● **AIM OF THE EXERCISE**
Look through the entries and report how many lines include the word "exact". Give the number alone.

- - - -

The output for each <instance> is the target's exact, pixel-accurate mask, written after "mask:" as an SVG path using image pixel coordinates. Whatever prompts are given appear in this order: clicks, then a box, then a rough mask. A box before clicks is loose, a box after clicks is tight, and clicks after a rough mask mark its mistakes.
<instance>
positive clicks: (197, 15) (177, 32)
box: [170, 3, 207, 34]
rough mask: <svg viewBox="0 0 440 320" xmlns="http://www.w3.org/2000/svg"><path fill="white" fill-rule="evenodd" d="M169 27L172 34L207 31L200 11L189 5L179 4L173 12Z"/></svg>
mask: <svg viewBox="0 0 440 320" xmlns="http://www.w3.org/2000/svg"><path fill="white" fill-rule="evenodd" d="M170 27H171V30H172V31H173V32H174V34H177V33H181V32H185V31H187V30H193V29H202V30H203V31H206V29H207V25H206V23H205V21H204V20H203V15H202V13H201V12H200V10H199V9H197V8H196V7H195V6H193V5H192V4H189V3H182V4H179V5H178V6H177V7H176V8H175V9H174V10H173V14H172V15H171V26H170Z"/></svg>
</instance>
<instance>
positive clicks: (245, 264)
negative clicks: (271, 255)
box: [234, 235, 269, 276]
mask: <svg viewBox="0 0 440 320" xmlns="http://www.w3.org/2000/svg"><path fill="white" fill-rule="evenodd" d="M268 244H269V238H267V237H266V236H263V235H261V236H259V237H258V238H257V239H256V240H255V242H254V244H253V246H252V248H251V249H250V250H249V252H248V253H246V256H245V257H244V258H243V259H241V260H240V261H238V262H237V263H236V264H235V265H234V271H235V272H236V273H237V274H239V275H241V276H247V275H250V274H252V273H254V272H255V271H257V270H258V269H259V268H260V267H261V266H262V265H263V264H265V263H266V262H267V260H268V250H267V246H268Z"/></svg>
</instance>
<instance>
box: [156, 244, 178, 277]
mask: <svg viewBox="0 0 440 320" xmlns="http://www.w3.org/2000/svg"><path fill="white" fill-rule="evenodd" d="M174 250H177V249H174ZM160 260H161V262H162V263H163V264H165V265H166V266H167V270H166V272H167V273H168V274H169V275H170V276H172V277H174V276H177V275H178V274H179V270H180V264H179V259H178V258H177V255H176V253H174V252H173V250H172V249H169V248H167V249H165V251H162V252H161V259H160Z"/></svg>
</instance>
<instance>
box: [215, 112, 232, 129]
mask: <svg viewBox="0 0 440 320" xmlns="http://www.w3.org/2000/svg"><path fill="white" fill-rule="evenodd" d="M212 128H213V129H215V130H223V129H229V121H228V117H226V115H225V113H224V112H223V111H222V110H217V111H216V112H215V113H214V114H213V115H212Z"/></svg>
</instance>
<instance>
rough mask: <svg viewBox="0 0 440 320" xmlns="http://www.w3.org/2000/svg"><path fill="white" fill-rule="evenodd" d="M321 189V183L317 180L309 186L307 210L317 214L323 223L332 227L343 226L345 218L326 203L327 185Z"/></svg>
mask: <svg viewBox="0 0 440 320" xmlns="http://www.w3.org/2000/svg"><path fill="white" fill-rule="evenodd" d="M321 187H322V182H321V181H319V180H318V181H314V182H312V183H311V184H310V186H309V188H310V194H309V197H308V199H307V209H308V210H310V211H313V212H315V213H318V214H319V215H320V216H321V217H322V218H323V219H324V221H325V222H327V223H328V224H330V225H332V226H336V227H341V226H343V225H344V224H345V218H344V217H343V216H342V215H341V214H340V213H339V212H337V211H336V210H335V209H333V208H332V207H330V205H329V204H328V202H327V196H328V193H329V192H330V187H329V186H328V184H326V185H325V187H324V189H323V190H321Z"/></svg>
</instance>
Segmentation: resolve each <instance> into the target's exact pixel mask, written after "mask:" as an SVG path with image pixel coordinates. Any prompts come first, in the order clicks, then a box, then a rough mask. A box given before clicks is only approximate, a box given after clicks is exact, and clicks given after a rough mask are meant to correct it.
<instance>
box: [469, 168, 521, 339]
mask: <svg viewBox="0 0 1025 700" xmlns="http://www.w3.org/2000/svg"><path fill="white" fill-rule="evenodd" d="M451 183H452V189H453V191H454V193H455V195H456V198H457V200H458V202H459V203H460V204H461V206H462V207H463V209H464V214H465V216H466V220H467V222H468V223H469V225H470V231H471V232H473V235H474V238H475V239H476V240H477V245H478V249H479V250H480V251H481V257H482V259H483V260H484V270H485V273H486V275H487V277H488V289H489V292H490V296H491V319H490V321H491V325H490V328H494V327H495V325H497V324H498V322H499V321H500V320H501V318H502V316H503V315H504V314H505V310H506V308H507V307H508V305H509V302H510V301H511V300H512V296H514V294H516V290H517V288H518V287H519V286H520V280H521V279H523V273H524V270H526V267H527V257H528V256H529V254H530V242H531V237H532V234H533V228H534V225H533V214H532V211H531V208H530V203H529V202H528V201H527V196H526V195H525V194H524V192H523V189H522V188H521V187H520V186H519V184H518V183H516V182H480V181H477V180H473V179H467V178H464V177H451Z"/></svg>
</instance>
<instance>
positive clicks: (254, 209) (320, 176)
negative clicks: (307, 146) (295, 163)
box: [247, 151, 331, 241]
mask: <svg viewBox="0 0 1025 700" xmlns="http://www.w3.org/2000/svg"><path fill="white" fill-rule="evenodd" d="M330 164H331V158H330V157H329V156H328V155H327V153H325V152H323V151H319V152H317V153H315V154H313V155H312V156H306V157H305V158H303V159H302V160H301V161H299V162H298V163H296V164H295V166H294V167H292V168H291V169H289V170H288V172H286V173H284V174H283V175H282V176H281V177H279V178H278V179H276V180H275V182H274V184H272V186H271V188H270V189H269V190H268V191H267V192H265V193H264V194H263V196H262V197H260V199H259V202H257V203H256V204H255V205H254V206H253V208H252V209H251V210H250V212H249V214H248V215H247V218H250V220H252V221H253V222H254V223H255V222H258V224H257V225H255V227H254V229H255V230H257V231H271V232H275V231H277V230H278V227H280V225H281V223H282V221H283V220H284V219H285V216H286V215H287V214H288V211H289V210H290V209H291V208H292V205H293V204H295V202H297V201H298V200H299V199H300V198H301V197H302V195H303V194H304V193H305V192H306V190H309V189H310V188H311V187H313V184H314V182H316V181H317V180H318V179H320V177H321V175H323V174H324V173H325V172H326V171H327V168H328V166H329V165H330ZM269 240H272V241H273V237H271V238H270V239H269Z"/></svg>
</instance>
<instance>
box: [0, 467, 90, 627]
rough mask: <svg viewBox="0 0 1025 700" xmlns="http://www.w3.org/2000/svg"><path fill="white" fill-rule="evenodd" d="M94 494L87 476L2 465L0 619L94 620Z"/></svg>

- - - -

● **RESULT OF THIS EXERCISE**
2